Page excerpt →
══════════

The Xochimilcas were farmers and founded their first dominion under a leader named Acatonallo. He is credited for inventing the chinampa system of agriculture in order to increase production. These chinampas eventually became the main producer with crops such as corn, beans, chili peppers, squash and more. The city of Xochimilco was founded in 919. Over time, it grew and began to dominate other areas on the south side of the lakes such as Mixquic, Tláhuac, Culhuacan and even parts of what is now the State of Morelos. Xochimilco had one woman ruler, which did not happen anywhere else in Mesoamerica in the pre-Hispanic period. She is credited with adding a number of distinctive dishes to the area’s cuisine, with inclusions such as necuatolli, chileatolli (atole with chili pepper), esquites and tlapiques.

In 1352, then emperor Caxtoltzin moved the city from the mainland to the island of Tlilan. In this respect it was like another island city in the area, Tenochtitlan. Although no longer an island, the city center is still in the same spot. In 1376, Tenochtitlan attacked Xochimilco, forcing the city to appeal to Azcapotzalco for help. The conquest was unsuccessful, but Xochimilco was then forced to pay tribute to Azcapotzalco. Tenochtitlan succeeded in conquering Xochimilco in 1430, while it was ruled by Tzalpoyotzin. Shortly thereafter, Aztec emperor Itzcoatl built the causeway or calzada that would connect the two cities over the lake. During the reign of Moctezuma Ilhuicamina, the Xochimilcas contributed materials and manpower to construct a temple to Huitzilopochtli. They also participated in the further conquests of the Aztec Empire such as in Cuauhnáhuac (Cuernavaca), Xalisco and the Metztitlán and Oaxaca valleys. For their service, Ahuizotl, granted the Xochimilcas autonomy in their lands, and the two cities coexisted peacefully. Aztec emperors would pass by here on royal barges on their way to Chalco/Xico, then an island in Lake Chalco.

══════════

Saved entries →
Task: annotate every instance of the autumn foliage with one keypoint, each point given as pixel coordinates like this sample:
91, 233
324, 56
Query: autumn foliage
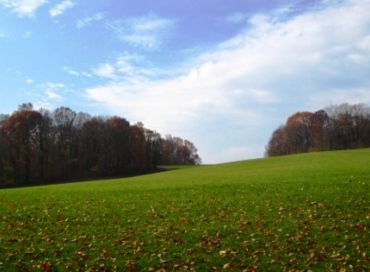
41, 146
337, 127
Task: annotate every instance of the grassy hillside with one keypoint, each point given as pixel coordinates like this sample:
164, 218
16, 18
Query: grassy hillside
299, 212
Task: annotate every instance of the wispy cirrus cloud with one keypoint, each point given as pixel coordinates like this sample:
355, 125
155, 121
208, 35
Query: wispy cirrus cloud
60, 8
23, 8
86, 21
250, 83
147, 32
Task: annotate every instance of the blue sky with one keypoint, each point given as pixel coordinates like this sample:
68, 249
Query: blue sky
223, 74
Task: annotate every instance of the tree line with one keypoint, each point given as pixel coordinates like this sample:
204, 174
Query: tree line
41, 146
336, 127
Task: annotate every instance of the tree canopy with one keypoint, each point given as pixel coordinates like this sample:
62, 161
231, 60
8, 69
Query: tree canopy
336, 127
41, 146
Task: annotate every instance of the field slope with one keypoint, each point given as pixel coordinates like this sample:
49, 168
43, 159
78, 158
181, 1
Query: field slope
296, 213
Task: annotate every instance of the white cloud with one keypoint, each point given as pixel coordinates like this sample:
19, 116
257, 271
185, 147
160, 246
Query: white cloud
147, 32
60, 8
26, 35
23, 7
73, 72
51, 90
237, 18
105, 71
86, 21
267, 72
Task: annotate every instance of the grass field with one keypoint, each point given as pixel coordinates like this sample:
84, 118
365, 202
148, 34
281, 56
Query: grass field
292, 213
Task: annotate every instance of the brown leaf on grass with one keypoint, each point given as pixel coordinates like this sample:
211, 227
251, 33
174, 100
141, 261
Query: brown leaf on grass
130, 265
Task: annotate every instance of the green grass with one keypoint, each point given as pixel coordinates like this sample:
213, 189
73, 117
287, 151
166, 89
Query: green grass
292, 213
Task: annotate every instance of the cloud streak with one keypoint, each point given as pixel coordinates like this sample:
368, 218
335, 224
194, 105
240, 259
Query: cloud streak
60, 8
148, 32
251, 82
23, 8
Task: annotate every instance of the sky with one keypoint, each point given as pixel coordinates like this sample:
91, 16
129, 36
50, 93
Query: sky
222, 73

══════════

Directions →
1. Retype the part of the Xochimilco history passage starting at "The Xochimilcas were" and ending at "esquites and tlapiques.".
2. Answer these questions from the passage on Xochimilco's history:
(a) In what year was the city of Xochimilco founded?
(b) To which island did Caxtoltzin move the city in 1352?
(c) Who was ruling Xochimilco when Tenochtitlan conquered it in 1430?
3. Continue the passage on Xochimilco's history from the point where it stops.

Answers given →
1.
The Xochimilcas were farmers and founded their first dominion under a leader named Acatonallo. He is credited for inventing the chinampa system of agriculture in order to increase production. These chinampas eventually became the main producer with crops such as corn, beans, chili peppers, squash and more. The city of Xochimilco was founded in 919. Over time, it grew and began to dominate other areas on the south side of the lakes such as Mixquic, Tláhuac, Culhuacan and even parts of what is now the State of Morelos. Xochimilco had one woman ruler, which did not happen anywhere else in Mesoamerica in the pre-Hispanic period. She is credited with adding a number of distinctive dishes to the area’s cuisine, with inclusions such as necuatolli, chileatolli (atole with chili pepper), esquites and tlapiques.

2.
(a) 919
(b) Tlilan
(c) Tzalpoyotzin

3.
Aztec emperor Moctezuma Xocoyotzin imposed a new governor, Omácatl, onto Xochimilco due to the arrival of the Spanish, but this governor was forced to return to Tenochtitlan, when the emperor was taken prisoner. He was then succeeded by Macuilxochitecuhtli, but eighty days later he too went to Tenochtitlan to fight the Spanish alongside Cuitláhuac. He was followed by Apochquiyautzin, who remained loyal to Tenochtitlan.

For this reason, Hernán Cortés decided to send armies to subdue Xochimilco before taking Tenochtitlan. This occurred in 1521. During the battle, Cortés was almost killed when he fell off his horse, but he was saved by a soldier named Cristóbal de Olea.

The battle was fierce and left few Xochimilca warriors alive. According to legend, it was after this battle that Cuauhtémoc came to Xochimilco and planted a juniper tree in the San Juan neighborhood to commemorate the event.

Pre-Hispanic Xochimilco was an island connected to the mainland by three causeways. One of these still exists in the form of Avenida Guadalupe I.Ramirez, one of the city’s main streets. This causeway led to the main ceremonial center of the town, which was called the Quilaztli. The Spanish destroyed the Quilaztli during the Conquest, and replaced it with the San Bernardino de Siena Church, which would become the social and political center of the colonial city. It became a settlement of Spanish, criollos and mestizos, with the indigenous living in rural communities outside of the city proper.

After the Conquest, Apochquiyauhtzin, the last lord of Xochimilco, was baptized with the name of Luís Cortés Cerón de Alvarado in 1522 and he was allowed to continue governing under the Spanish. Evangelization was undertaken here by Martín de Valencia with a number of others who are known as the first twelve Franciscans in Mexico. Their monastery was built between 1534 and 1579, along with many chapels and churches in the Xochimilco area, a hospital in Tlacoapa and a school. Xochimilco was made an encomienda of Pedro de Alvarado in 1521 and remained such until 1541.